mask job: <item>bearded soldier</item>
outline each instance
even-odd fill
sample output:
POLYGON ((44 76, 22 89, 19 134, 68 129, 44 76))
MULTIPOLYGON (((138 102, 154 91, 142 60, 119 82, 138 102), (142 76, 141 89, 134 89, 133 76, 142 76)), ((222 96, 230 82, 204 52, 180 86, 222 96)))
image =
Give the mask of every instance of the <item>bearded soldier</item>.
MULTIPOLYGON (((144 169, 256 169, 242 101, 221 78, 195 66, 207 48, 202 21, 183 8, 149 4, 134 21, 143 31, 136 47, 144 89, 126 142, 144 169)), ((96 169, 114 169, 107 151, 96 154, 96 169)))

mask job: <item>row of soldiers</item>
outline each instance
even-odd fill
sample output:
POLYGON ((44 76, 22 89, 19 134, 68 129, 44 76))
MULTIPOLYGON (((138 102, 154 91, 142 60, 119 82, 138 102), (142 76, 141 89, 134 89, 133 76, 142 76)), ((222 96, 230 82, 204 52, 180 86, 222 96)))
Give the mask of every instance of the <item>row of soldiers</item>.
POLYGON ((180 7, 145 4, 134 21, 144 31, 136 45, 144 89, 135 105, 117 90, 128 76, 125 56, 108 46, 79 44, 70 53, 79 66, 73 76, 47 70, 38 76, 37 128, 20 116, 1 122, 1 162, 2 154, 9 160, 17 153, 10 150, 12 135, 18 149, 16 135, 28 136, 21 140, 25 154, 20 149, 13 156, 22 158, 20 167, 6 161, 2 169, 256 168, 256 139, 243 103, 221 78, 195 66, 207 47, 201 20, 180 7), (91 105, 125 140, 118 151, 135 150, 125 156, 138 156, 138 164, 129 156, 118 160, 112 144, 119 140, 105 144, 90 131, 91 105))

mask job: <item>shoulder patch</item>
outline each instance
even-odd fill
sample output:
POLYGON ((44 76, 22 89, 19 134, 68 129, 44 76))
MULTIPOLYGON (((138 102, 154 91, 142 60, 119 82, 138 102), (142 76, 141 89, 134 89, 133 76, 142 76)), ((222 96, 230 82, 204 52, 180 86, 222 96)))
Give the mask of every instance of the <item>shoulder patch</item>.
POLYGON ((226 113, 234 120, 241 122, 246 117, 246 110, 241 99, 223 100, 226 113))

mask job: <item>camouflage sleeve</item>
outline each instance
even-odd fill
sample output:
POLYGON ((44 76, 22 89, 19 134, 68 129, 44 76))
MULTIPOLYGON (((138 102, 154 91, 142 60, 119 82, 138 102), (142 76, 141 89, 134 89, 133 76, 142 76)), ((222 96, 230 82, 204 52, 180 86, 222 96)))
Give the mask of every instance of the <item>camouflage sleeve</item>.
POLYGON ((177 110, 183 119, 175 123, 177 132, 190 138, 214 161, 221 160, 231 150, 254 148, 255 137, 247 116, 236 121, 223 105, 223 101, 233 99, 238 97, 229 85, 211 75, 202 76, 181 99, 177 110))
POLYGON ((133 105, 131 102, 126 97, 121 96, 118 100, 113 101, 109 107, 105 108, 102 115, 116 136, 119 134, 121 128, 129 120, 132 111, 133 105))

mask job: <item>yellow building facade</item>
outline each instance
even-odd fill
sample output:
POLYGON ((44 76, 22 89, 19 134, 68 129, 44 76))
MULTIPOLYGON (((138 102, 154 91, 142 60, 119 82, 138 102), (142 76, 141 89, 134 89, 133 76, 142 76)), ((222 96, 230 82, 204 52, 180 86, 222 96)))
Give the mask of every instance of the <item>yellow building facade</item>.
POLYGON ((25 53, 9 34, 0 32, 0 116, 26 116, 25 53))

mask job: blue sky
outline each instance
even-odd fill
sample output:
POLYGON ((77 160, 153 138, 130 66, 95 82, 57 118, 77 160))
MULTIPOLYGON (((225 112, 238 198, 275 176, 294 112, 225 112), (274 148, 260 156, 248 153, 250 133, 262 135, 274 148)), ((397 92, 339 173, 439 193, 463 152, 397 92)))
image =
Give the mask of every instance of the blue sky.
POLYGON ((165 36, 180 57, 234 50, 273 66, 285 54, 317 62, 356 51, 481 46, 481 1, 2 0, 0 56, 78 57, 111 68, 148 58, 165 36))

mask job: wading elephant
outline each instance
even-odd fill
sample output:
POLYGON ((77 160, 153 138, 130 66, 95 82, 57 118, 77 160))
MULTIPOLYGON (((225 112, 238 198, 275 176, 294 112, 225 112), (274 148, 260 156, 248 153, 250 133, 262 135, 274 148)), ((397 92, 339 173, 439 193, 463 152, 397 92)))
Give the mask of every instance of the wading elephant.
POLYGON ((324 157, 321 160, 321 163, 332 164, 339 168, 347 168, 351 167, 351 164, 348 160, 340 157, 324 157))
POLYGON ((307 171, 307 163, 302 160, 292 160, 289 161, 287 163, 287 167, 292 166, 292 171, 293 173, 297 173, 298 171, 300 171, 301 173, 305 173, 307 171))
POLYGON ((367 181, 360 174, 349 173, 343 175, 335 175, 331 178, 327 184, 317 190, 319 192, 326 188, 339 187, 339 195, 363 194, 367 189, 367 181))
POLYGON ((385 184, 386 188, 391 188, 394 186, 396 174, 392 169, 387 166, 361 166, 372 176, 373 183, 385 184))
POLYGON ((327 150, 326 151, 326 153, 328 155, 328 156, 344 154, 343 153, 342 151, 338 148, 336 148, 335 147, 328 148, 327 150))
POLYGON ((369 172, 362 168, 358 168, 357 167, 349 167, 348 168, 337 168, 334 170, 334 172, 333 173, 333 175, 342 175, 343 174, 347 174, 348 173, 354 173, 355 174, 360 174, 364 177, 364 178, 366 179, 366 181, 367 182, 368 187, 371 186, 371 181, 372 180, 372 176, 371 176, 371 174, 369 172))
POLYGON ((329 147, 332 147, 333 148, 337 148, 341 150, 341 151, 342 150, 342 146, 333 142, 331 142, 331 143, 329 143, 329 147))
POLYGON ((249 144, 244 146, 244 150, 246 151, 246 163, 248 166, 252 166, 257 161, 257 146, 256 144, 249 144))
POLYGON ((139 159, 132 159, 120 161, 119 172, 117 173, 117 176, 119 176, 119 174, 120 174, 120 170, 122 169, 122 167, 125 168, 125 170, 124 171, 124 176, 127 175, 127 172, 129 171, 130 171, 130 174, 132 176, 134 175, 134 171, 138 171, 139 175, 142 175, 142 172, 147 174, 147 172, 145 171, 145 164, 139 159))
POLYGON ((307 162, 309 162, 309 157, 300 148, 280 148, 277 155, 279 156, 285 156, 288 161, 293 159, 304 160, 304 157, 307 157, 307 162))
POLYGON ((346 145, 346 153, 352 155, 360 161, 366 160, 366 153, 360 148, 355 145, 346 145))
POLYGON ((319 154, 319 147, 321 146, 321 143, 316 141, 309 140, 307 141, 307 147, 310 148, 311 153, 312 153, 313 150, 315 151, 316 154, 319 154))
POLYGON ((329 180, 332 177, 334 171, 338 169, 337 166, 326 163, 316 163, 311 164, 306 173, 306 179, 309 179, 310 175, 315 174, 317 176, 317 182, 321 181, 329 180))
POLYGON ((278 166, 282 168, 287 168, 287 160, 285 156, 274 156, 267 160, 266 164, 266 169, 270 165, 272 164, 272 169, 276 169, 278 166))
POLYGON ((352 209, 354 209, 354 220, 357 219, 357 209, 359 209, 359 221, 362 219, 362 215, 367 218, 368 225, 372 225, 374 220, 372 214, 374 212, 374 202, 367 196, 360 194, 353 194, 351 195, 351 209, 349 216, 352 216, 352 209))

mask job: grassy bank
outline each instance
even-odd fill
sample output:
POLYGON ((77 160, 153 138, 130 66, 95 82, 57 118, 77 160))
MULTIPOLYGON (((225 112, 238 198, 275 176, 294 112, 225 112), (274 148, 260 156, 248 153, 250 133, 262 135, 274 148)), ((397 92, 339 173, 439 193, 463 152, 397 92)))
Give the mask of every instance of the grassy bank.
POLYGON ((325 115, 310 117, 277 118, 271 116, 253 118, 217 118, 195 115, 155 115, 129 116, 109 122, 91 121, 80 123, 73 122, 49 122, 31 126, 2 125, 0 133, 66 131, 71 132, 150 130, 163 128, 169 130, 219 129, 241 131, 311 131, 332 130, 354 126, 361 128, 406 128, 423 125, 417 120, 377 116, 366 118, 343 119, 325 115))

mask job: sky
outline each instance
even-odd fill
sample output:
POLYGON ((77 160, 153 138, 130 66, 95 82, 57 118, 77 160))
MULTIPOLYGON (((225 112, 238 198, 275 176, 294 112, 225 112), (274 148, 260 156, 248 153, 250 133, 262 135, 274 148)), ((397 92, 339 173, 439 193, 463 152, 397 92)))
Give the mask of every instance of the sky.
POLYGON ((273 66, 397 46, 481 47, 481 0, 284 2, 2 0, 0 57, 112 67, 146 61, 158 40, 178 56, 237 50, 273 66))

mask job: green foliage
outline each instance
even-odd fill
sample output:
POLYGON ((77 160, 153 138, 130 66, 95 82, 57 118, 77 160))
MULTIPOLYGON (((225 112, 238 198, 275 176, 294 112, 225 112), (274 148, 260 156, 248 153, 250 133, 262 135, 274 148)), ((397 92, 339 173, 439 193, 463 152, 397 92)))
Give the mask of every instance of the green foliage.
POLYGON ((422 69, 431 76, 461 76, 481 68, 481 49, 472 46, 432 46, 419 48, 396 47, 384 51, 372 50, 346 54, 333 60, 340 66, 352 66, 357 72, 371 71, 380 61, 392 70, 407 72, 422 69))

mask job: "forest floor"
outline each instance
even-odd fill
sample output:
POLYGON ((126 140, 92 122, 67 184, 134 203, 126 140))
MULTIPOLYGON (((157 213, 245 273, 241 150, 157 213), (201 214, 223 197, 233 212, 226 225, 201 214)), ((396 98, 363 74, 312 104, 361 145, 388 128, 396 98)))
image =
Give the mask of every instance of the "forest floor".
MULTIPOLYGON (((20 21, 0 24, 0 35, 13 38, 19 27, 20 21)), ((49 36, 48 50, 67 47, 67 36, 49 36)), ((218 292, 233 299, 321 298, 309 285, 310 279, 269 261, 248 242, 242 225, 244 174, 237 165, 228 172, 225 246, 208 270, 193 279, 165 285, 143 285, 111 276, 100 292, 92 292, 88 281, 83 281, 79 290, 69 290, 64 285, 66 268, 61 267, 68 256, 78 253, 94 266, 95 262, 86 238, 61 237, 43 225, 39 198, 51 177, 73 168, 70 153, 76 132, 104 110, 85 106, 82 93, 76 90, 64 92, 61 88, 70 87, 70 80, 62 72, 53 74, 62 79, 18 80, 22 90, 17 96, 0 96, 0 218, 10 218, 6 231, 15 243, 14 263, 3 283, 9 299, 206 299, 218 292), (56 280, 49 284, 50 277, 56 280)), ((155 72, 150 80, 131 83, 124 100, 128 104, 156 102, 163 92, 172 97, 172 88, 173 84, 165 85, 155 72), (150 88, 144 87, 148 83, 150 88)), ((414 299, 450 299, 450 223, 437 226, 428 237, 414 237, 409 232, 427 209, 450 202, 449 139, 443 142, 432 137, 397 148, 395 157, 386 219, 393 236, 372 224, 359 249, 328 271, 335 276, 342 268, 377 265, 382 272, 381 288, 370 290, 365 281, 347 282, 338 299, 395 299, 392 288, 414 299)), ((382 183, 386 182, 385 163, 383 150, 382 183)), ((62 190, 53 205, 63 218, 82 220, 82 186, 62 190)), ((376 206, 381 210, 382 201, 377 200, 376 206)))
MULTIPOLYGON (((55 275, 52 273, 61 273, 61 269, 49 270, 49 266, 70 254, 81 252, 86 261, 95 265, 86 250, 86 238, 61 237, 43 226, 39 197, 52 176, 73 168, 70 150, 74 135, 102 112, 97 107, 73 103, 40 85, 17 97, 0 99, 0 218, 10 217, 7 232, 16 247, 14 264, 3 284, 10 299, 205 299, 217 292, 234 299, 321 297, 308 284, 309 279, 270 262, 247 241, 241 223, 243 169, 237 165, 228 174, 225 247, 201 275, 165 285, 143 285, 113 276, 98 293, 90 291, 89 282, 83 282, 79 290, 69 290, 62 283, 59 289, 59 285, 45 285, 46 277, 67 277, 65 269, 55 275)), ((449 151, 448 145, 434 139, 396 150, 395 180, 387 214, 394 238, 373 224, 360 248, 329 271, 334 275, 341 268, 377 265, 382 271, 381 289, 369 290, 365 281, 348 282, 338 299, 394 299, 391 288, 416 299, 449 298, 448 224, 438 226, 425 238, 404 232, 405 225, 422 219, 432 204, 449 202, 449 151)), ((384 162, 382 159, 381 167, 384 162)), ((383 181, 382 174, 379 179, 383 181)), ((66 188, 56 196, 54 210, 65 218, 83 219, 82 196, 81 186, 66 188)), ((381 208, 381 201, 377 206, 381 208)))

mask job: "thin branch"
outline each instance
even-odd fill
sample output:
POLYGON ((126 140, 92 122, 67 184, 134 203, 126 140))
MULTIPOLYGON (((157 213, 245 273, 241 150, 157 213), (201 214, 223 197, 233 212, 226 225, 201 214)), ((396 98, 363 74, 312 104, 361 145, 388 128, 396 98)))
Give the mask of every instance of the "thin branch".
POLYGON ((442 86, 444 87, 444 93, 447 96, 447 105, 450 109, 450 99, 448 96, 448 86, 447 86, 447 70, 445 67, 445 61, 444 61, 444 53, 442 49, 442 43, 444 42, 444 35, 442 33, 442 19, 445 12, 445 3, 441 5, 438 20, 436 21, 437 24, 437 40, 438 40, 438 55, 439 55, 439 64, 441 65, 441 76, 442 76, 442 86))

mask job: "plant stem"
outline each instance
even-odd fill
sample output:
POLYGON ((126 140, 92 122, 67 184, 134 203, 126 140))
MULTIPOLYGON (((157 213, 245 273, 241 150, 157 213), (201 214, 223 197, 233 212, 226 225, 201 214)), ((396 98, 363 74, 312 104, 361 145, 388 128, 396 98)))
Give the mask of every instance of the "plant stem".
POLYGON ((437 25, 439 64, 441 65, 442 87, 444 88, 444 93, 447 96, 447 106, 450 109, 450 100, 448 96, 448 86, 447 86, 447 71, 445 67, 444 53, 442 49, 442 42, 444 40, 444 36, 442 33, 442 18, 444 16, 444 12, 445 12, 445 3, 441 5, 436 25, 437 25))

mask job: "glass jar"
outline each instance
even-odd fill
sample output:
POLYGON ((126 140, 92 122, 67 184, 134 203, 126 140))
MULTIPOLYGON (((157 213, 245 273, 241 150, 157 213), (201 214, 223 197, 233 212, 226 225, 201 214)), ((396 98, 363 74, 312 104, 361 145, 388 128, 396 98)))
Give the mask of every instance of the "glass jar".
★ ★ ★ ★
◆ **Exercise directions**:
Reproduce the entries above verbatim, everything from the line containing "mask job: blue sky" down to the line containing "POLYGON ((165 36, 180", including both of those lines.

◆ **The solution**:
mask job: blue sky
outline each instance
even-odd fill
sample output:
POLYGON ((77 160, 153 138, 130 66, 95 82, 57 118, 77 160))
MULTIPOLYGON (((225 112, 238 198, 275 176, 294 112, 225 112), (274 148, 260 156, 248 153, 250 133, 262 135, 274 148)), ((397 92, 339 173, 439 193, 463 152, 397 92)))
image =
Give the mask of every instance of the blue sky.
POLYGON ((165 36, 180 57, 234 50, 273 66, 285 54, 317 62, 356 51, 481 46, 481 1, 2 0, 0 56, 78 57, 111 68, 148 58, 165 36))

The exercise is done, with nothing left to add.